*** SOURCE MATERIAL

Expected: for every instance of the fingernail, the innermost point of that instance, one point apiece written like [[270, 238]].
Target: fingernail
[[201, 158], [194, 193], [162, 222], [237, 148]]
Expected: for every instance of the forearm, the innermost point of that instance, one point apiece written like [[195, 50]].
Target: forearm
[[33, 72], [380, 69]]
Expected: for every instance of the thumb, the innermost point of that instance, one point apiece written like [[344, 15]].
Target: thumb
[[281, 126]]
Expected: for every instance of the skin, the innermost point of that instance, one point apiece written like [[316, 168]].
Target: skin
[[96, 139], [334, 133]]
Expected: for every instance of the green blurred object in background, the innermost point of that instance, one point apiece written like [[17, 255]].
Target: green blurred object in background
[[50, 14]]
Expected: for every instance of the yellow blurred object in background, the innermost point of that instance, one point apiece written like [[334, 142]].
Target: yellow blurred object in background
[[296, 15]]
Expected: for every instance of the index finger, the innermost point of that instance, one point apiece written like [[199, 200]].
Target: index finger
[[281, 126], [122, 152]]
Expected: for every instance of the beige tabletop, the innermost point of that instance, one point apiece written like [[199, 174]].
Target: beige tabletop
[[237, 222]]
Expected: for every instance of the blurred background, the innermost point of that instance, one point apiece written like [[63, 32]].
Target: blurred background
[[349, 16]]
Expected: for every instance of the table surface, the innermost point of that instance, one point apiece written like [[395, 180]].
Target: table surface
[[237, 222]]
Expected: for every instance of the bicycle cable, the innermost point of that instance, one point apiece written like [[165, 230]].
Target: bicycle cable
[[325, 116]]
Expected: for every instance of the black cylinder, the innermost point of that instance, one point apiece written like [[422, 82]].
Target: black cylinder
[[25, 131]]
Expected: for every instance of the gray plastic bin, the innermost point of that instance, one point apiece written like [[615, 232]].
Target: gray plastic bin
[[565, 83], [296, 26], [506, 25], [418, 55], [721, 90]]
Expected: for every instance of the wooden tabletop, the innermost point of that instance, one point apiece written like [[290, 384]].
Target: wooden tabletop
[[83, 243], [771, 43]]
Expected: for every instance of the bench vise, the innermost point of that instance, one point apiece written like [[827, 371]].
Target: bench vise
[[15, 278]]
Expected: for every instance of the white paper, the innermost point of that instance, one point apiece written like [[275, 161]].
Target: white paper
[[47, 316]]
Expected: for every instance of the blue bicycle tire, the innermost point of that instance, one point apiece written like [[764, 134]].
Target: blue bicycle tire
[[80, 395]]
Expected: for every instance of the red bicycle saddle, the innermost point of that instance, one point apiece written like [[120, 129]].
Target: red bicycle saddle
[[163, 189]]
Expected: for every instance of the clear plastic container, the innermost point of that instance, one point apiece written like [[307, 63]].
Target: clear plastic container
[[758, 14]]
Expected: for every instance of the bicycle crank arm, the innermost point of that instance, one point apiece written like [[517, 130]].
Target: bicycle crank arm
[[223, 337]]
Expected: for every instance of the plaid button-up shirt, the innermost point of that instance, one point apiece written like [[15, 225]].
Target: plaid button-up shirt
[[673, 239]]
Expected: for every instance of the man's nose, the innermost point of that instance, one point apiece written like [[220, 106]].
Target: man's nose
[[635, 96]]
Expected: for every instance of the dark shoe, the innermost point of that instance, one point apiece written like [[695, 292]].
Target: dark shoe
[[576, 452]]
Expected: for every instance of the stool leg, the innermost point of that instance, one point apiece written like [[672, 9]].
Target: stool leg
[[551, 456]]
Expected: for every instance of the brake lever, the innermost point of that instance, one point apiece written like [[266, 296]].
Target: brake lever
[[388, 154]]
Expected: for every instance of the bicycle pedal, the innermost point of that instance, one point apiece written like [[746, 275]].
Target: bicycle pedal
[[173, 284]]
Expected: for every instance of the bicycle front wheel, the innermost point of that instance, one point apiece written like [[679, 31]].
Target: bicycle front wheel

******

= WHAT THE EXERCISE ASKS =
Copy out all of the entries above word for word, keeping every line and every number unchanged.

= SOLUTION TO THE PROBLEM =
Expected: for every instance of the fingernail, the innermost point of that instance, one point apiece written like [[270, 238]].
Target: fingernail
[[201, 158], [194, 193], [162, 222], [237, 148]]
Expected: for every instance of the forearm, the innermost point of that instance, one point apiece written like [[195, 50]].
Target: forearm
[[33, 72], [380, 69]]
Expected: for every instance of the thumb, the innermost point of that instance, one point apiece written like [[344, 15]].
Target: thumb
[[281, 126]]
Expected: for every instance of the skin, the innermost point of that instance, one point apiece written like [[316, 168]].
Target: skin
[[96, 139], [334, 133]]
Expected: for every instance of the green blurred object in background, the innermost point of that instance, one point apiece written like [[17, 255]].
Target: green blurred object in background
[[50, 14]]
Expected: for every instance of the yellow blurred object in background, the innermost point of that instance, one point apiece written like [[334, 142]].
Target: yellow blurred object in background
[[296, 15]]
Expected: for every instance of the index finger, the innermost point of that instance, one point apiece written like [[199, 200]].
Target: index finger
[[281, 126], [122, 152]]
Expected: for every instance of the beige tabletop, the innermost point of that instance, one point apiece written like [[199, 174]].
Target: beige tabletop
[[237, 222]]
Expected: for every instance of the blurred background, the innermost point of that instance, one point apiece written like [[63, 32]].
Target: blurred background
[[349, 16]]
Expected: for every instance of the table surface, the innermost point of that instance, one point apiece written like [[395, 180]].
Target: table surface
[[237, 222]]
Expected: for every instance of the bicycle cable, the innermost point of that instance, one point apiece written like [[165, 230]].
Target: bicycle cable
[[325, 116]]
Expected: for every instance of the black cylinder, the innermost point of that instance, one point apiece written like [[422, 82]].
Target: black cylinder
[[25, 131]]
Expected: for every instance of the gray plastic bin, the innermost point of that instance, one point apiece written like [[615, 232]].
Target: gray plastic bin
[[565, 83], [296, 26], [506, 25], [418, 55], [721, 90]]
Expected: for every instance of the wooden tabletop, the innermost point of that instance, one point apiece written like [[290, 384]].
Target: wooden tabletop
[[83, 243], [771, 43]]
Expected: for every instance of the bench vise, the innermost point of that instance, one point apiece written like [[827, 371]].
Target: bench vise
[[15, 278]]
Expected: for every instance of the white paper, the innermost point of that instance, one point apiece written like [[275, 161]].
Target: white paper
[[47, 316]]
Expected: for every instance of the blue bicycle tire, the innermost point of that instance, one point apiece written like [[764, 134]].
Target: blue bicycle tire
[[80, 395]]
Expected: for every instance of the red bicycle saddle, the innermost point of that instance, one point apiece written like [[120, 129]].
Target: red bicycle saddle
[[163, 189]]
Expected: for every instance of the clear plastic container, the innermost point of that instance, one point apiece written like [[307, 63]].
Target: clear plastic container
[[758, 14]]
Expected: for every instance of the bicycle crank arm, the innermost point of that instance, one point apiece written like [[517, 130]].
Target: bicycle crank arm
[[223, 337]]
Expected: for every instance of the plaid button-up shirt, the innermost point of that instance, one point apiece written like [[15, 225]].
Target: plaid button-up shirt
[[673, 239]]
Expected: for every instance of the man's nose, the innermost point of that instance, one point apiece written like [[220, 106]].
Target: man's nose
[[635, 96]]
Expected: for every instance of the dark shoe, the innermost point of that instance, one point apiece written like [[695, 292]].
Target: dark shoe
[[576, 452]]
Expected: for every instance of the stool leg, the innermost point of that instance, one point apiece written like [[672, 9]].
Target: stool leg
[[551, 456]]
Expected: for every instance of the brake lever, the innermost point of that instance, one point apiece written like [[266, 296]].
Target: brake lever
[[388, 154]]
Expected: for every instance of the bicycle pedal, the innermost point of that instance, one point apiece written like [[746, 275]].
Target: bicycle pedal
[[173, 284]]
Expected: for every instance of the bicycle front wheel, the innermost point of that instance, one point apiece written like [[679, 31]].
Target: bicycle front wheel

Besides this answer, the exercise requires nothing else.